+++ EXTRACT TO READ +++

Google’s AI cancer-spotting claims under microscope

Published on the 21/10/2020 | Written by Heather Wright


Google AI cancer spotting

Transparency and reproducibility of AI research questioned…

Google’s cancer-spotting AI claims are under the microscope, sparking a call from a number of doctors and scientists from around the globe for more transparency and reproducibility in AI-based research.

In January, an international team including Google Health and Imperial College London claimed Google’s algorithm was more accurate than human radiologists at spotting breast cancer from mammograms. The report garnered international headlines.

“On paper and in theory, the study is beautiful. But if we can’t learn from it then it has little to no scientific value.”

Ten months down the track however, it has sparked a call from scientists at a number of institutes, including Stanford University, Johns Hopkins University, Harvard University School of Public Health, Princess Margaret Cancer Centre and University of Toronto, for sharing of code, models and computational environments when reports are published. The group say claims aren’t being backed up by usable evidence and that journals are vulnerable to the hype of AI.

In an article published in science journal Nature this month, the team argues that the lack of transparency and details of the methods and algorithmic code in the Google research ‘undermines its scientific value’.

(Google Health provided a rebuttal in the same publication, arguing the need to protect patient information and protect the AI from attacks.)

Transparency has long been a sticking point for artificial intelligence with increasing calls for greater transparency into the AI ‘black box’ – the inner workings of the AI models, usually to ensure a lack of discrimination and to increase trust.

In the scientific community, however, the transparency into how models work is a requirement for ensuring results can be scrutinised and replicated in further testing.

And that, says a group of more than 20 doctors and researchers, is where Google’s study – and other’s like it – have fallen down.

“Scientific progress depends on the ability of researchers to scrutinise the results of a study and reproduce the main finding to learn from,” Benjamin Haibe-Kains, senior scientist at Princess Margaret Cancer Centre and first author of the article, says.

“But in computational research, it’s not yet a widespread criterion for the details of an AI study to be fully accessible,” Dr Haibe-Kains says.

“The work by McKinney et al demonstrates the potential of AI in medical imaging, while highlighting the challenges of making such work reproducible,”

+++

DIRECTIONS:
[1] In the article on Google's cancer-spotting AI claims, what two reasons did Google Health's rebuttal give for not sharing more?
[2] Go on with the article about Google's cancer-spotting AI claims, starting after its final line.

+++ DATA BLOCK +++

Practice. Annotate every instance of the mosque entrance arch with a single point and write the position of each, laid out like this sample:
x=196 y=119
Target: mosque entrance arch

+++

RESULTS OF THE TASKS:
[1] The need to protect patient information and to protect the AI from attacks.

[2]
The group say the Google Health study lacked sufficient descriptions of methods used including their code and models, making it impossible for researchers to replicate it – a critical component in scientific research, where scientific progress depends on the ability of independent researchers to scrutinise a study and reproduce the main results, building on them in future studies.

While the Google Health breast cancer study might have been the trigger point for the debate, the researchers say the problem goes well beyond that single report. Haibe-Kains calls out the push to publish findings as a ‘problematic pattern’ and says journals are vulnerable to hype of AI and may lower the standards for accepting papers that don’t include all the materials required to make the study reproducible.

The lack of properly described models can slow down the transition of potentially lifesaving AI algorithms into clinical settings, they say.

“The lack of access to code and data in prominent scientific publications may lead to unwarranted and even potentially harmful clinical trials,” the group say in their Nature report, Transparency and reproducibility in artificial intelligence.

It’s not an impossible problem, however, with a number of frameworks and platforms available to make AI research more transparent and reproducible. The group notes that source code can easily be published on sites like GitHub or BitBucket.

Sharing data, particularly patient information, is also a key issue but the group says sharing of raw data is becoming more common in biomedical literature and if the data can’t be shared the model predictions and labels should be released.

“Above all, concerns about data privacy should not be used as a way to distract from the requirement to release code,” they say.